Text block ▸
[Start of section]
Fig. 5. Aberrant fatty acid biosynthesis and utilization in the Tsc1-deficient RPE.

(A) Schematic illustration of FA metabolic pathways. Genes showed upregulation by RNA-seq analysis in FA biosynthesis/elongation/degradation were highlighted in Red. (B) Volcano plot of differential gene expression between control and TSC1-deficient RPE from RNA-seq. The genes analyzed are involved in FA metabolic pathways including FA biosynthesis, elongation, degradation, glycerophospholipid metabolism, glycerolipid metabolism, and sphingolipid metabolism as illustrated in (A). The horizontal dotted line indicates adjusted p value of 0.05. The vertical dotted lines correspond to two-fold change. Blue indicates decreased expression, and red indicates increased expression in the Tsc1 KO RPE. The top 10 genes with most significant changes are labeled in black. (C) Quantitative RT-PCR of genes involved in fatty acid biosynthesis and utilization, after normalization to the expression level of β-actin. (* p < 0.05, ** p < 0.01, two-tailed Student’s t-test, 6 biological repeats for each group). (D) and (E) Comparison mRNA and protein level of SREBP1 between the RPE/choroid tissues isolated from control and RPE_Tsc1 KO mice. 7 and 3 biological replicates were used for each assay, respectively. (F) Subcellular distribution of SREBP1 in RPE tissue/choroid by western blot. (G) and (H) Immunostaining of SREBP1 on cryosection or flat mounted RPE/choroid tissue. Three biological repeats were used for each assay. Scale bar: 20 μm.
[End of section]
Data section ▸
[Start of section]
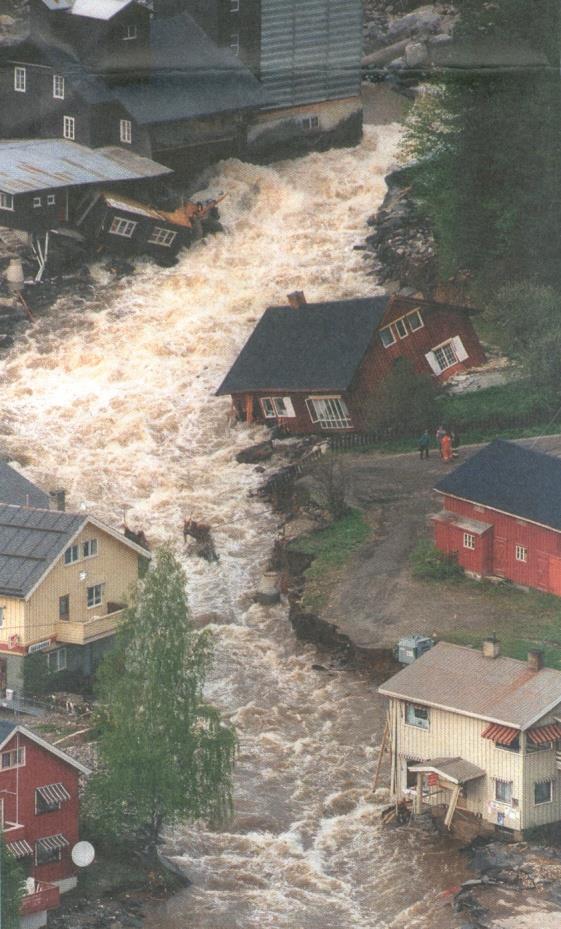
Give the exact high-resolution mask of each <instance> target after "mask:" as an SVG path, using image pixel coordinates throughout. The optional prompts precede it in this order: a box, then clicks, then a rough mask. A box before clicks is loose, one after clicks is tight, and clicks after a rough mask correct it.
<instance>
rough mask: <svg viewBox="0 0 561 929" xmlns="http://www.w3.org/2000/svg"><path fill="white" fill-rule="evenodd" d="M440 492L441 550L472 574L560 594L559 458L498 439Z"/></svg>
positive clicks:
[End of section]
According to the figure legend, why are some genes in the volcano plot of panel (B) labeled in black? Answer in one to three sentences.

Those genes are labeled in black because they are the top 10 genes with the most significant changes in expression between control and TSC1-deficient RPE.